▸ WORK TO BE COMPLETED
Only lines holding "frost" are wanted; copy each of them from the records below.

● ● ● ●

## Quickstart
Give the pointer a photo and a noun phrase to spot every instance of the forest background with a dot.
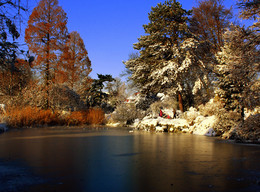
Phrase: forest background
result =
(191, 56)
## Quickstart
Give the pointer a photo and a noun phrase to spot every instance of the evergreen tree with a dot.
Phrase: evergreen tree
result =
(238, 65)
(75, 64)
(171, 59)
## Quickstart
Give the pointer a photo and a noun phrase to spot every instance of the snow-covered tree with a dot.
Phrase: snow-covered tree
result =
(238, 65)
(209, 20)
(171, 59)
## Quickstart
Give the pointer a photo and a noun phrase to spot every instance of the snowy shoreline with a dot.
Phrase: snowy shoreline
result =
(203, 126)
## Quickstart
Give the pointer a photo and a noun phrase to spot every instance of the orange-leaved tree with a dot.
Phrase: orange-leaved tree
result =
(75, 64)
(45, 35)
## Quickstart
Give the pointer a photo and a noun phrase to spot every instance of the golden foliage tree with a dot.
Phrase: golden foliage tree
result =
(75, 64)
(45, 37)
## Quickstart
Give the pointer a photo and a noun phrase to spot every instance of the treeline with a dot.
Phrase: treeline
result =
(54, 73)
(195, 55)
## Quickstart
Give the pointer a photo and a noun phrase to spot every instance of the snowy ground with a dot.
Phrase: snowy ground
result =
(200, 125)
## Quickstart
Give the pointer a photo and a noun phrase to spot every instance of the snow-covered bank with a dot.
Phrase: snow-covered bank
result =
(201, 126)
(3, 127)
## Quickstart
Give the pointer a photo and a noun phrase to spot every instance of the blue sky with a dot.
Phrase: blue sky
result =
(109, 28)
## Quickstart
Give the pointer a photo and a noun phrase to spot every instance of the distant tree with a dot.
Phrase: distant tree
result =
(209, 22)
(237, 69)
(10, 22)
(75, 64)
(95, 95)
(171, 58)
(117, 92)
(13, 81)
(250, 9)
(46, 35)
(10, 18)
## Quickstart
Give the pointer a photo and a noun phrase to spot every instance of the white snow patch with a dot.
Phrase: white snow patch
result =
(204, 126)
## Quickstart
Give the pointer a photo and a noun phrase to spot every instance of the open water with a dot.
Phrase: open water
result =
(116, 160)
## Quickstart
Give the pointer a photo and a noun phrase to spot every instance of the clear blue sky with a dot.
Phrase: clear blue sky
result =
(109, 28)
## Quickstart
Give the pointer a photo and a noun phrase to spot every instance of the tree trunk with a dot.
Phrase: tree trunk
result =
(180, 101)
(47, 72)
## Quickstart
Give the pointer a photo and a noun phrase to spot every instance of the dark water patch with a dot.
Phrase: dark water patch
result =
(115, 160)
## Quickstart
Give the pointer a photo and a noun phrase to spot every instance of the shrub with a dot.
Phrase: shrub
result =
(95, 116)
(191, 115)
(226, 119)
(33, 116)
(30, 116)
(126, 113)
(250, 129)
(168, 103)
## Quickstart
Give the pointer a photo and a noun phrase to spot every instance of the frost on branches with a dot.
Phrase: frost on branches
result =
(171, 58)
(238, 65)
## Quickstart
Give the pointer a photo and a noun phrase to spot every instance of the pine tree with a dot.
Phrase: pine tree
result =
(209, 21)
(45, 36)
(238, 65)
(171, 59)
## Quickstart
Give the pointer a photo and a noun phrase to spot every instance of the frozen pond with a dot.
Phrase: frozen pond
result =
(117, 160)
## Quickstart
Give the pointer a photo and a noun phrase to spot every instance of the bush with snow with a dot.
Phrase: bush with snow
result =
(126, 113)
(191, 115)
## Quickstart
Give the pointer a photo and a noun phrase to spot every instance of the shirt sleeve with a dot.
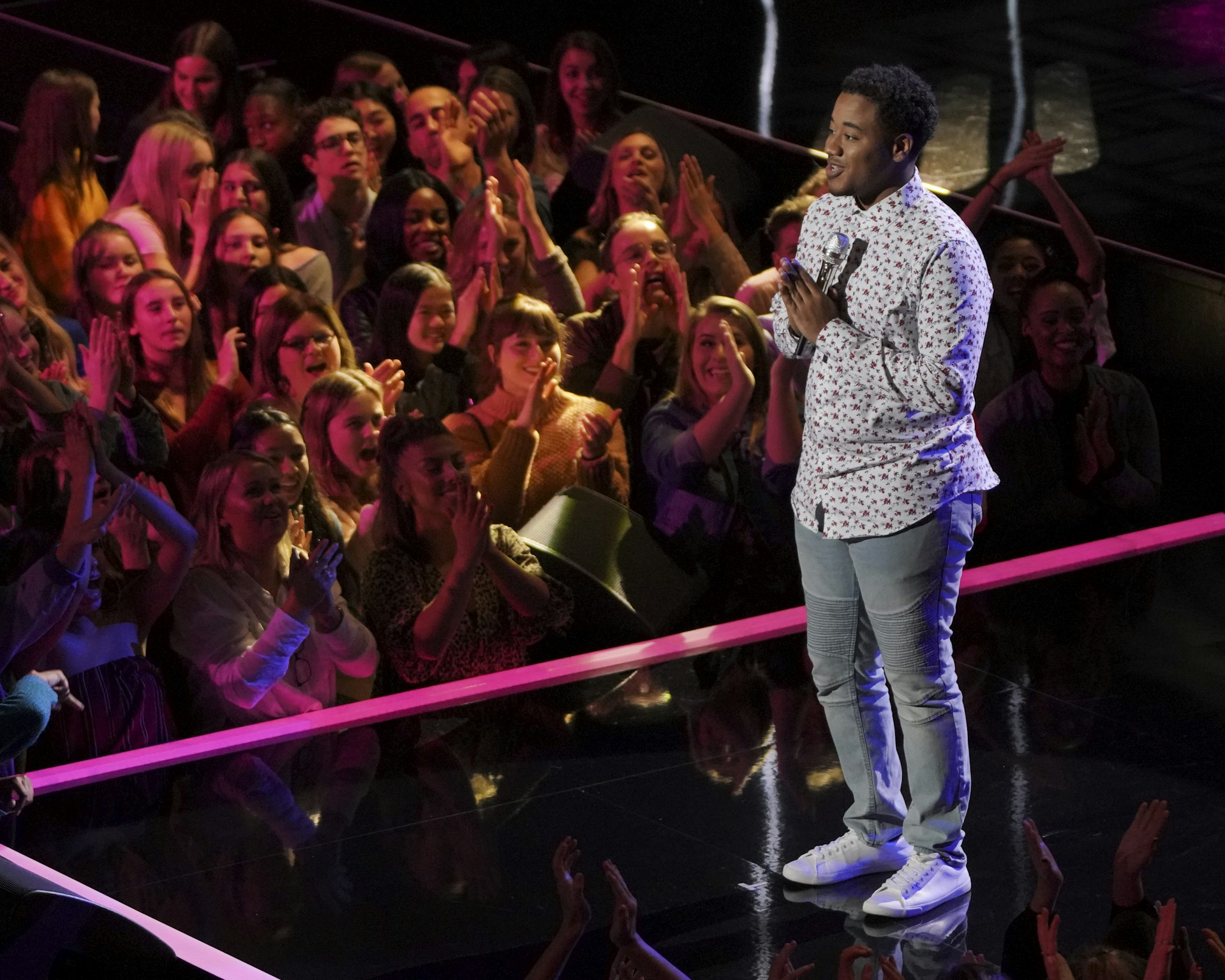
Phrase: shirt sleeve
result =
(214, 634)
(24, 716)
(351, 644)
(36, 600)
(936, 378)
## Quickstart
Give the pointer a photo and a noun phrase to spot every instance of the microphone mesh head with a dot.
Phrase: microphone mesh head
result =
(836, 248)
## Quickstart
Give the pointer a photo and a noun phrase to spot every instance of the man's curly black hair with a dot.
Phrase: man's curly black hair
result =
(904, 102)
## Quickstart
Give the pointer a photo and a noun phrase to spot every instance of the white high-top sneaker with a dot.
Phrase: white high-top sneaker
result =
(847, 858)
(923, 884)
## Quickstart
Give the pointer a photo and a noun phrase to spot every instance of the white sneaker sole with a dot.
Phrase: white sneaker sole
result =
(813, 881)
(872, 908)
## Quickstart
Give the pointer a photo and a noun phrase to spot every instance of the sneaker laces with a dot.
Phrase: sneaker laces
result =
(912, 876)
(833, 847)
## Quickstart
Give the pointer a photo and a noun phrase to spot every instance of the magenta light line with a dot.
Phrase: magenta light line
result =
(586, 665)
(185, 947)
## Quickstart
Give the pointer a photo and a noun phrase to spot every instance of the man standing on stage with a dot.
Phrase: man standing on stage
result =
(889, 489)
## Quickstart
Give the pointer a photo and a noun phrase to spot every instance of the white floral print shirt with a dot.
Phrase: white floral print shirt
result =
(888, 433)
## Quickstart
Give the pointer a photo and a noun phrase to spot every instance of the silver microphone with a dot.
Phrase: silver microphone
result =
(832, 254)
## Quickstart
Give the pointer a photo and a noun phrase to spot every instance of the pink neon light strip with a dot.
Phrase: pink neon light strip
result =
(185, 947)
(584, 665)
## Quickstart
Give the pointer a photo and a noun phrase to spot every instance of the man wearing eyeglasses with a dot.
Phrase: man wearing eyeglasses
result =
(334, 219)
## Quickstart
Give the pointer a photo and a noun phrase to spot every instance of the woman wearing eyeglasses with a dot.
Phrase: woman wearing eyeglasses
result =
(301, 341)
(262, 628)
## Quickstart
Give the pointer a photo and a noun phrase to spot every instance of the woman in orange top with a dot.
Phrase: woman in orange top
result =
(53, 172)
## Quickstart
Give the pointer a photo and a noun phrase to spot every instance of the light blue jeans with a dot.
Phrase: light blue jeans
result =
(880, 619)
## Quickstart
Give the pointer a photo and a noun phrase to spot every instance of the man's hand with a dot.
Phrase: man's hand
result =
(808, 309)
(1136, 852)
(16, 793)
(1049, 879)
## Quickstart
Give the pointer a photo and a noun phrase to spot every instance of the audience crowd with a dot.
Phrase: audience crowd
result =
(274, 412)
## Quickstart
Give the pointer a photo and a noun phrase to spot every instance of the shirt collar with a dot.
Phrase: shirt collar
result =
(905, 197)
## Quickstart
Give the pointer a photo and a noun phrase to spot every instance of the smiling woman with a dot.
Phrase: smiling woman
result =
(194, 396)
(530, 439)
(301, 341)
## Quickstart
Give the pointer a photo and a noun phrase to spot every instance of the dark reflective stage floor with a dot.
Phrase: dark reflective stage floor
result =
(422, 848)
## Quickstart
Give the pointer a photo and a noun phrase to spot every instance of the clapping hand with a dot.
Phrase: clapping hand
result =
(596, 430)
(1046, 872)
(1049, 940)
(1036, 158)
(536, 402)
(16, 793)
(847, 962)
(782, 967)
(576, 912)
(391, 378)
(470, 522)
(1163, 945)
(59, 684)
(624, 930)
(310, 580)
(490, 113)
(228, 370)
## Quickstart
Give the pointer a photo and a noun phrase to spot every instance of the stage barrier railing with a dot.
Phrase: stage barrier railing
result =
(586, 665)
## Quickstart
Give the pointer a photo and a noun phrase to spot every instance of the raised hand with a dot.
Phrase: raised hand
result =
(1098, 424)
(1215, 945)
(630, 294)
(536, 402)
(228, 370)
(493, 228)
(310, 580)
(470, 522)
(1049, 879)
(847, 961)
(103, 364)
(199, 214)
(782, 967)
(1049, 940)
(576, 912)
(1136, 850)
(490, 114)
(1034, 160)
(596, 430)
(741, 376)
(299, 537)
(59, 684)
(391, 378)
(16, 793)
(625, 913)
(1163, 945)
(679, 299)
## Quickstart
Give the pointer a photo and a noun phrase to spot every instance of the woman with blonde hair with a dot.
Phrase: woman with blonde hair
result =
(530, 439)
(105, 260)
(723, 454)
(264, 631)
(53, 173)
(195, 397)
(58, 337)
(166, 200)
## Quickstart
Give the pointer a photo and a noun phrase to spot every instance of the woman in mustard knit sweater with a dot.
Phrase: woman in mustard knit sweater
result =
(531, 439)
(53, 172)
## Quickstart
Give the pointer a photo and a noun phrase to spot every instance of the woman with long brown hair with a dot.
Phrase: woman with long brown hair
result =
(53, 173)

● ● ● ●

▸ REPLY
Give the pointer a photo and a noun phrase to spot every instance of the frost on branches with a dot.
Phrase: frost on branches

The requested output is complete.